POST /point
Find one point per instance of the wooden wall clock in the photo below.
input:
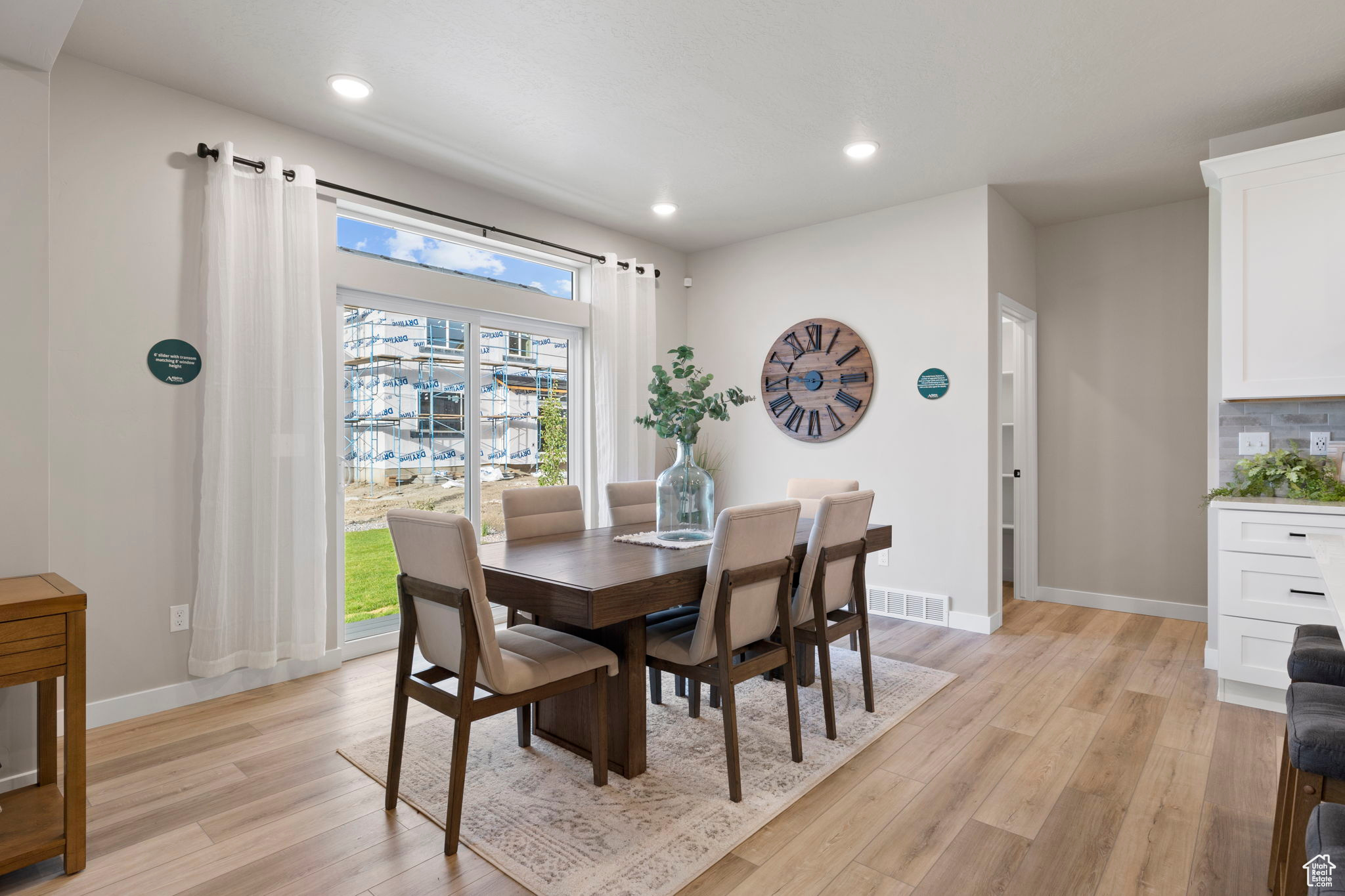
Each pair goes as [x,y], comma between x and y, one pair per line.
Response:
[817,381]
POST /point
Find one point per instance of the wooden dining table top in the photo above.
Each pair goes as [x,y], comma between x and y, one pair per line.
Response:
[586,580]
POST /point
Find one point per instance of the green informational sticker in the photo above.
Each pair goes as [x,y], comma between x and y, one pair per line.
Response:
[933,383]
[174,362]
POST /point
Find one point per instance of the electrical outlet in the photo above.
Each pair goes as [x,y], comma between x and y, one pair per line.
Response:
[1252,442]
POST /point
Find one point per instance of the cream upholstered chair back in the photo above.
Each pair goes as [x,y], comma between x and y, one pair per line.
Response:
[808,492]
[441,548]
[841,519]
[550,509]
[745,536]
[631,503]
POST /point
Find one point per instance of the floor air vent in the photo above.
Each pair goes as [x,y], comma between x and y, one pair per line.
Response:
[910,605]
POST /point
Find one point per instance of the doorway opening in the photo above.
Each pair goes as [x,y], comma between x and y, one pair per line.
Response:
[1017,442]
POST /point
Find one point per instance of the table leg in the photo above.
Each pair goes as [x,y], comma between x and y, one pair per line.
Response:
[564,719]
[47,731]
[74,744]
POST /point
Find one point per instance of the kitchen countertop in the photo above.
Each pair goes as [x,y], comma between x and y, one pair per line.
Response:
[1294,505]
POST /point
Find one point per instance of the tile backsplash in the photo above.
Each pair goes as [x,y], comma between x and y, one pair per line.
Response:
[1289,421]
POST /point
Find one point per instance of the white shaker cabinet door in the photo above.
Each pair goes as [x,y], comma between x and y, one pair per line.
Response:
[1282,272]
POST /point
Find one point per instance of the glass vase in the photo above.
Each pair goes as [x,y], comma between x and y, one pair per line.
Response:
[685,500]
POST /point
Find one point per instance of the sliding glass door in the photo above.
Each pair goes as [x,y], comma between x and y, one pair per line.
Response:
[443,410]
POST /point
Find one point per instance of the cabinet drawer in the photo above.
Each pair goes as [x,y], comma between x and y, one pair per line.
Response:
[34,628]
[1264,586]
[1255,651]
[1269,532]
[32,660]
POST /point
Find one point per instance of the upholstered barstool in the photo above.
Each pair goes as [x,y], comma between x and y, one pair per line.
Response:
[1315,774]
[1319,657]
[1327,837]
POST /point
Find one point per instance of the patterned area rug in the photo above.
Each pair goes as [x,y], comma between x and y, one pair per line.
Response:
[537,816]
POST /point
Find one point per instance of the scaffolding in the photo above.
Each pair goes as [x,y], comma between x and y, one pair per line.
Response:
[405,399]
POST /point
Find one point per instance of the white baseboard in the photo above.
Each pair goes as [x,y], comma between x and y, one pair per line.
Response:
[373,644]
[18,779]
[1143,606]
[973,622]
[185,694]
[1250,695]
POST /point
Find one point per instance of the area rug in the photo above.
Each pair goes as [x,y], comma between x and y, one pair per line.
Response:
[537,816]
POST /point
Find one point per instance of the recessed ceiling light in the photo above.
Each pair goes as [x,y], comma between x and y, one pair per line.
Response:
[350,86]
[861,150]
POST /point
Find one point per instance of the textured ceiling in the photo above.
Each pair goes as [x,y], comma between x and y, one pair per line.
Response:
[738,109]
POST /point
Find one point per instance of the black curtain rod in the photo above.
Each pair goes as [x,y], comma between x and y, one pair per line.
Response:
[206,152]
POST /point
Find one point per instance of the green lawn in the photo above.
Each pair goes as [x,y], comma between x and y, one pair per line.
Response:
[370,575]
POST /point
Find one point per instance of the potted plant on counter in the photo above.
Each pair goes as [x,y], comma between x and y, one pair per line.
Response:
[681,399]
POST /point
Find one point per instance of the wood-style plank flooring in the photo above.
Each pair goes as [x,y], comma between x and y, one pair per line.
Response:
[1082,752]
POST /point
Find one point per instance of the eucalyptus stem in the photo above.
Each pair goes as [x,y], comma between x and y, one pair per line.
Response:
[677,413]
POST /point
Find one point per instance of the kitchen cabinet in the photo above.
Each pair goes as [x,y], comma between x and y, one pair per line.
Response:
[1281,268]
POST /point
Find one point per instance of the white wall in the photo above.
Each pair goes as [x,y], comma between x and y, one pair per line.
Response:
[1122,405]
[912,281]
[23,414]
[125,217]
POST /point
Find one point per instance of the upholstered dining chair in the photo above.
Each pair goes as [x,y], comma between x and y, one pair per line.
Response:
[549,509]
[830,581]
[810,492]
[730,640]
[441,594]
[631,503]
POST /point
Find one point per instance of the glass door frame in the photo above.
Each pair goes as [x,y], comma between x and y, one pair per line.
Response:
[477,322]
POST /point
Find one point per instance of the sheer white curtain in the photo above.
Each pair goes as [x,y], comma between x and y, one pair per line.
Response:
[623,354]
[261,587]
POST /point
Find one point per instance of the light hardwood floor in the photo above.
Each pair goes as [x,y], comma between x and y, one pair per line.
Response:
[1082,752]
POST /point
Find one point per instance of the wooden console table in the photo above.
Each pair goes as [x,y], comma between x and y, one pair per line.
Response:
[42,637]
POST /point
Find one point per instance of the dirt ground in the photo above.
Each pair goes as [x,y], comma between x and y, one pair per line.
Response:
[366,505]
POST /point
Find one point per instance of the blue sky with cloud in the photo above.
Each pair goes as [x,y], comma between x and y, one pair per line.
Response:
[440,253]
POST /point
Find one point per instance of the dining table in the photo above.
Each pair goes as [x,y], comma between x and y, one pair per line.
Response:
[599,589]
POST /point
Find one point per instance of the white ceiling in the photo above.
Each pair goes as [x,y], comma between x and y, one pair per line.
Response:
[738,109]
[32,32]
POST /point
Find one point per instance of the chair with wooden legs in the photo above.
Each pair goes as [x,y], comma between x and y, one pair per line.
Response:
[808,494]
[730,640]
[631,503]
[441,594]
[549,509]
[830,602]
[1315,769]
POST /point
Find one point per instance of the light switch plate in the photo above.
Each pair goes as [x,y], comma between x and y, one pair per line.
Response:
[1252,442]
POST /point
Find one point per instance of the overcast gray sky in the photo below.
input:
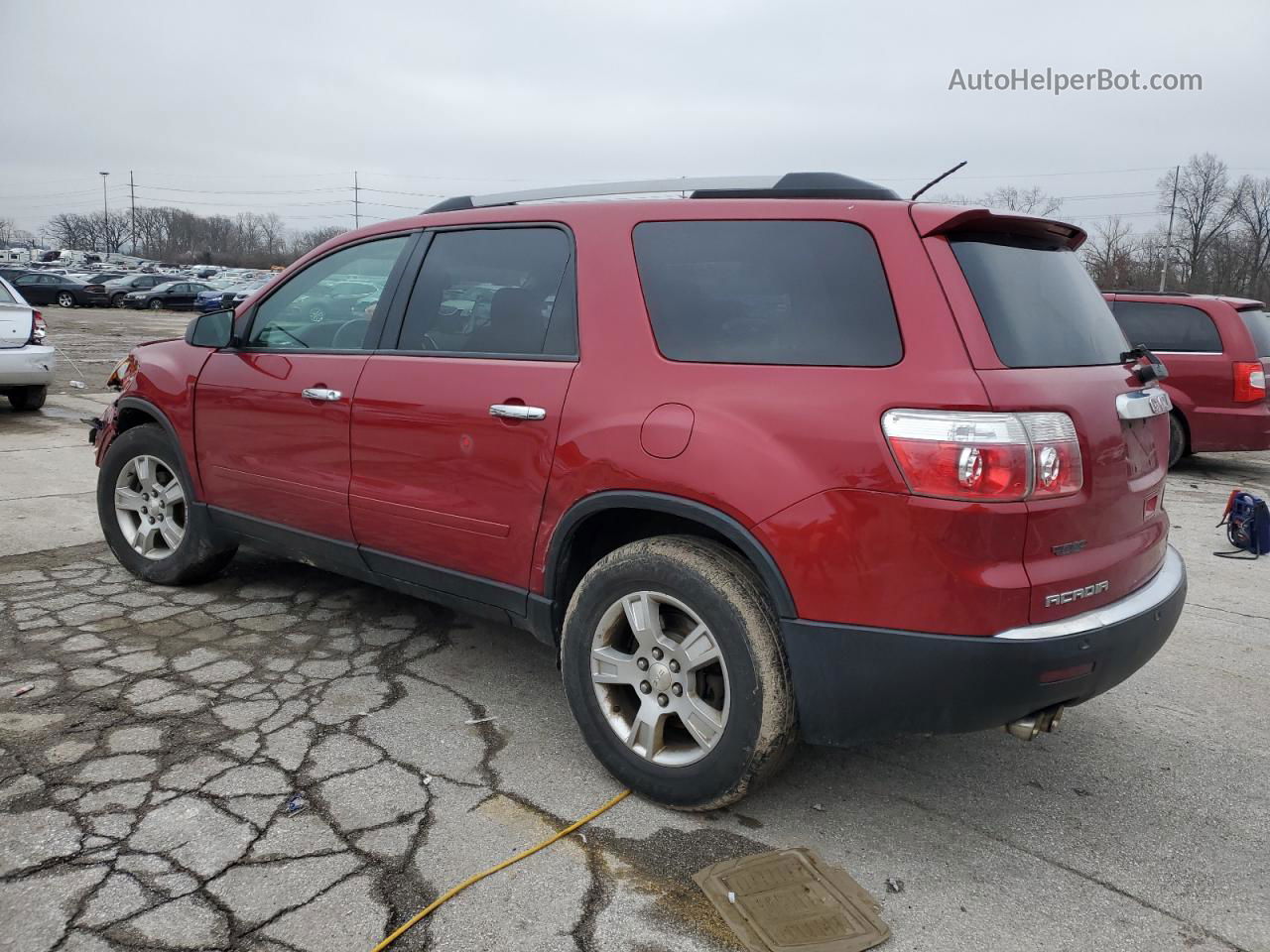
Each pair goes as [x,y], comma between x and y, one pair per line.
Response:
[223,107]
========
Your goal → Please locate every line above that contains the word "green" and copy each of those lines in full. Case counts.

Complete response →
Find one point per instance of the green informational sticker in the photo above.
Find one point per instance of the green lawn in the photo above.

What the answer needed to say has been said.